Exercise instructions:
Shift every coordinate in the answers of the listing below by adding 68 to each number, and rewrite all of its lines, requests included. Omit the pictures.

Given information:

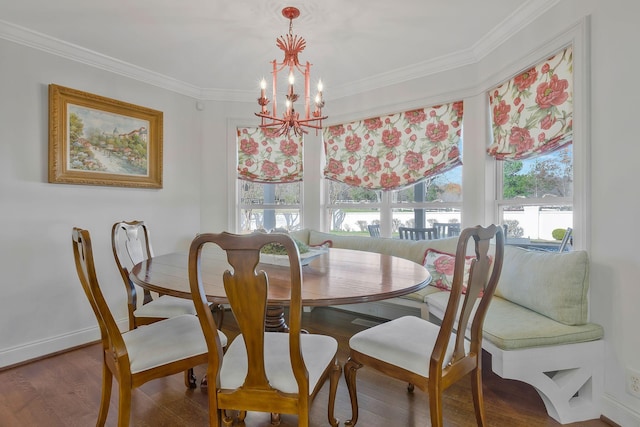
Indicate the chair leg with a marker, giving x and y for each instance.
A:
(190, 380)
(350, 370)
(124, 408)
(334, 378)
(478, 399)
(275, 419)
(105, 399)
(435, 402)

In response:
Indicate the chair leg with a marker, giving x and y for each instance.
A:
(258, 448)
(418, 438)
(192, 476)
(402, 446)
(546, 467)
(343, 487)
(173, 467)
(503, 470)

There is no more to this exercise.